**EXERCISE AIM**
Copy out the lines of the records below exactly as they appear, starting with the line that contains "point: red warning" and continuing through the end of the records, with both ends included. Give only those lines.

Coordinate annotation records:

________

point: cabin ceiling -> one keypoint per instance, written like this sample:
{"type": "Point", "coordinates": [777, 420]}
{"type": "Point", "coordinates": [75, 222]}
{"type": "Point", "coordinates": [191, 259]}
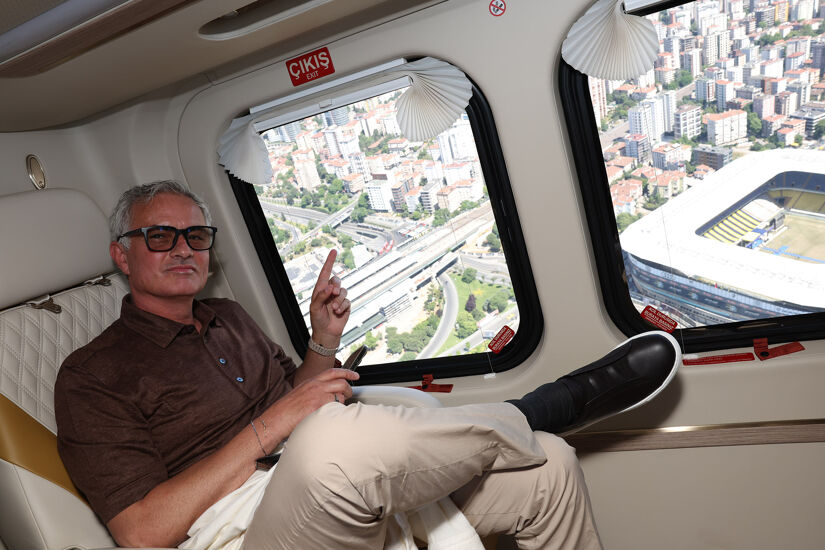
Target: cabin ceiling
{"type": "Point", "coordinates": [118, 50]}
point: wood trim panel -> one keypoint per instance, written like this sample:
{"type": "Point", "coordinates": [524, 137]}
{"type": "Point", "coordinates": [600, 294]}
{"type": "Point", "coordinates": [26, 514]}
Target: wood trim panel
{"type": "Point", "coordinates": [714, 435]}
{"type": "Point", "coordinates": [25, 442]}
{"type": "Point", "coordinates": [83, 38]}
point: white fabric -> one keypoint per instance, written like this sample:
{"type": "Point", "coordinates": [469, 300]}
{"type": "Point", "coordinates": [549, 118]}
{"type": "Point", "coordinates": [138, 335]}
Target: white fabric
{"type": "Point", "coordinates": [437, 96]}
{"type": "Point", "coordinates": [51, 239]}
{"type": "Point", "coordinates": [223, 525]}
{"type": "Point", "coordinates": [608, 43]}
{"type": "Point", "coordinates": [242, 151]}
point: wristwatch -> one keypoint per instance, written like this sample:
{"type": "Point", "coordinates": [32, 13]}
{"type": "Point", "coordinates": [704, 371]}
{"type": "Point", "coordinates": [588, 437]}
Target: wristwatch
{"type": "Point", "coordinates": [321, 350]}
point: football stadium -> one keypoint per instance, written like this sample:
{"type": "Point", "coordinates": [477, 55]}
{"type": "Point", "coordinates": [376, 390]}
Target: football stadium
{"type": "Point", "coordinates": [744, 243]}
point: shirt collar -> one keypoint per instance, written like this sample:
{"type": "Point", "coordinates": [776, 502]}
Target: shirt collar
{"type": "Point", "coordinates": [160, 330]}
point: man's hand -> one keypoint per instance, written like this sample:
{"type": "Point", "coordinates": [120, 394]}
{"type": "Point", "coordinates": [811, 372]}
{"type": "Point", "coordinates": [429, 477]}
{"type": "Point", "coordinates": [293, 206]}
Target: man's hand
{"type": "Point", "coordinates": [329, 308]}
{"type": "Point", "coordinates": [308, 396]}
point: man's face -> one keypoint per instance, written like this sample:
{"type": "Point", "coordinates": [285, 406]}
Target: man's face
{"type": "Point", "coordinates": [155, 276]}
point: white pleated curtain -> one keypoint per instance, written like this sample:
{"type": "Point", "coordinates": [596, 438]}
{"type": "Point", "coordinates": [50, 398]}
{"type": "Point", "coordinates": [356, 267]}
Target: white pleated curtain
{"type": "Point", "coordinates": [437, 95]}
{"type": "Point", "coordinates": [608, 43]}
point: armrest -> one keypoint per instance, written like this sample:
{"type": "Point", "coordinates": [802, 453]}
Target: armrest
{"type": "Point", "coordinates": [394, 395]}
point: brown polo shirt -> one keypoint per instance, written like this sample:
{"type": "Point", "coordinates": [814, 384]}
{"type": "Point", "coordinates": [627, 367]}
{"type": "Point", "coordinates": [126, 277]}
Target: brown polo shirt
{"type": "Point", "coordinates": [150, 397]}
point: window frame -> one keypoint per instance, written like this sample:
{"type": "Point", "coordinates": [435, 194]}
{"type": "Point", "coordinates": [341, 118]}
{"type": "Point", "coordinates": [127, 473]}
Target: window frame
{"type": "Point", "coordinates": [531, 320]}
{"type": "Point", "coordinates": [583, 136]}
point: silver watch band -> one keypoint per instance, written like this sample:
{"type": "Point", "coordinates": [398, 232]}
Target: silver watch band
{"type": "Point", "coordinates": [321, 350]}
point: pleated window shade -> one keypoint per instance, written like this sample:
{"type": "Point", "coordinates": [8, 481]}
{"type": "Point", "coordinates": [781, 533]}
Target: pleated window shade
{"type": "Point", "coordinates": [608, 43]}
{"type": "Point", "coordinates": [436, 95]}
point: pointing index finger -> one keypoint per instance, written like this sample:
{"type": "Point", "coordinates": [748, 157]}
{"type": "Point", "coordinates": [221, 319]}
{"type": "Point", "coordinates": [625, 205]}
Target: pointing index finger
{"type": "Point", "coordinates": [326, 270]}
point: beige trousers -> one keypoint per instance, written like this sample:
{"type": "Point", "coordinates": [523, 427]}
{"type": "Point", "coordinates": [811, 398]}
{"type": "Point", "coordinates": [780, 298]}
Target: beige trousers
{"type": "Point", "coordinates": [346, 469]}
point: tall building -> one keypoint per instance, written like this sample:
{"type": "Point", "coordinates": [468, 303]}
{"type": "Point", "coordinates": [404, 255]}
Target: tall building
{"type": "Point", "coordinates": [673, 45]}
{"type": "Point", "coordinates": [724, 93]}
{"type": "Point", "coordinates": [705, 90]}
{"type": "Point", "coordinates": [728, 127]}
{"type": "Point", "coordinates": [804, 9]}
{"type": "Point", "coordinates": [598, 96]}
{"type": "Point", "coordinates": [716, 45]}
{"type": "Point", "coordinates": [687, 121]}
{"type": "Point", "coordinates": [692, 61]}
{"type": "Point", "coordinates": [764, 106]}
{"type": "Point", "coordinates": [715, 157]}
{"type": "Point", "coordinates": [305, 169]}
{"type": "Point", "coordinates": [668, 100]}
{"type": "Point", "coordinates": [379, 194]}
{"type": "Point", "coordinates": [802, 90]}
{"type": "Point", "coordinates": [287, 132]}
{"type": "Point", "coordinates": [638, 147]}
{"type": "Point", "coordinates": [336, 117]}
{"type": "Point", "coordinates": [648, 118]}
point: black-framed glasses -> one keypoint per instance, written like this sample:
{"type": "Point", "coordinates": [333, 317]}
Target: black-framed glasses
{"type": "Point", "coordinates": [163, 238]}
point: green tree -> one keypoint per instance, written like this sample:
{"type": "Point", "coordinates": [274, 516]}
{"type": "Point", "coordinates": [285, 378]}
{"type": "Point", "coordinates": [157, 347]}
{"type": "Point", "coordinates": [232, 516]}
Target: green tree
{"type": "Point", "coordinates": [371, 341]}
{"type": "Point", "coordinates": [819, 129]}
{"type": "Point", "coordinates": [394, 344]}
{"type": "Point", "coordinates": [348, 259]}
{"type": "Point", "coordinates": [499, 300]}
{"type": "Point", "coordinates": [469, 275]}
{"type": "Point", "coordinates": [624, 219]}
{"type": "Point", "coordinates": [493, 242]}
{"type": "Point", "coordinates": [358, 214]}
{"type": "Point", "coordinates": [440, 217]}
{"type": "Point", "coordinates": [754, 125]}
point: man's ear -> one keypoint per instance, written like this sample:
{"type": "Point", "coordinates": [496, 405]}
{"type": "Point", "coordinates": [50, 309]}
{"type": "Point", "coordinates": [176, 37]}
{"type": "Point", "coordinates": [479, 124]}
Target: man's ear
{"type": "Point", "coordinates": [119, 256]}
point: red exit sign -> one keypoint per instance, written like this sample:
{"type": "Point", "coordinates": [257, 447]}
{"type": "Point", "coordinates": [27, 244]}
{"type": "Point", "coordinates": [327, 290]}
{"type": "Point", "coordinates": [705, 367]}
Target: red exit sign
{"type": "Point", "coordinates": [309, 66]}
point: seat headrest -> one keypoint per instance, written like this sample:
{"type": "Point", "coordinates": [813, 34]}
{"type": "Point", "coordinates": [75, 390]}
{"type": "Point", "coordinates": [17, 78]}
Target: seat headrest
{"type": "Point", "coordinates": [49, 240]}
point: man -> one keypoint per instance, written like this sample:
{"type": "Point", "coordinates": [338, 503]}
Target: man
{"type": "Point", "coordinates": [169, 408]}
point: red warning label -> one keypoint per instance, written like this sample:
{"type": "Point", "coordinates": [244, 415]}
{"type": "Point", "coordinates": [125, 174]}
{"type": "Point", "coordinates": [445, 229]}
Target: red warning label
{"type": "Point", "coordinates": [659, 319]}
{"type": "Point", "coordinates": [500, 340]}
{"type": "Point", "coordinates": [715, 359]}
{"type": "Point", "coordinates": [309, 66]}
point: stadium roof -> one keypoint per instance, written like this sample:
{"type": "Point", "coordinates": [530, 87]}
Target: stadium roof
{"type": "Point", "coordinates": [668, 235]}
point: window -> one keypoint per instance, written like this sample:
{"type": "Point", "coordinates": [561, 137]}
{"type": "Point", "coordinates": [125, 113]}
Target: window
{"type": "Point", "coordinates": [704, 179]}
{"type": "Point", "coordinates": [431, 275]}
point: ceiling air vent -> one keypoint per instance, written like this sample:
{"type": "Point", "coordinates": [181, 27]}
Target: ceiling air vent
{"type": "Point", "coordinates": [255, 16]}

________

**EXERCISE RESPONSE**
point: red warning label -> one keypoint per instance, written like this sample:
{"type": "Point", "coordinates": [244, 415]}
{"type": "Point", "coordinates": [125, 174]}
{"type": "Point", "coordinates": [445, 229]}
Target: red warning label
{"type": "Point", "coordinates": [659, 319]}
{"type": "Point", "coordinates": [500, 340]}
{"type": "Point", "coordinates": [715, 359]}
{"type": "Point", "coordinates": [309, 66]}
point: stadium roof -> one keypoint per instance, written like this sample:
{"type": "Point", "coordinates": [530, 87]}
Target: stadium roof
{"type": "Point", "coordinates": [668, 235]}
point: window -> one keypoint per instance, written like this sample:
{"type": "Point", "coordinates": [561, 137]}
{"type": "Point", "coordinates": [125, 113]}
Target: window
{"type": "Point", "coordinates": [704, 179]}
{"type": "Point", "coordinates": [431, 275]}
point: ceiling air vent -> one keypoint per instance, written like this sample:
{"type": "Point", "coordinates": [181, 27]}
Target: ceiling air vent
{"type": "Point", "coordinates": [255, 16]}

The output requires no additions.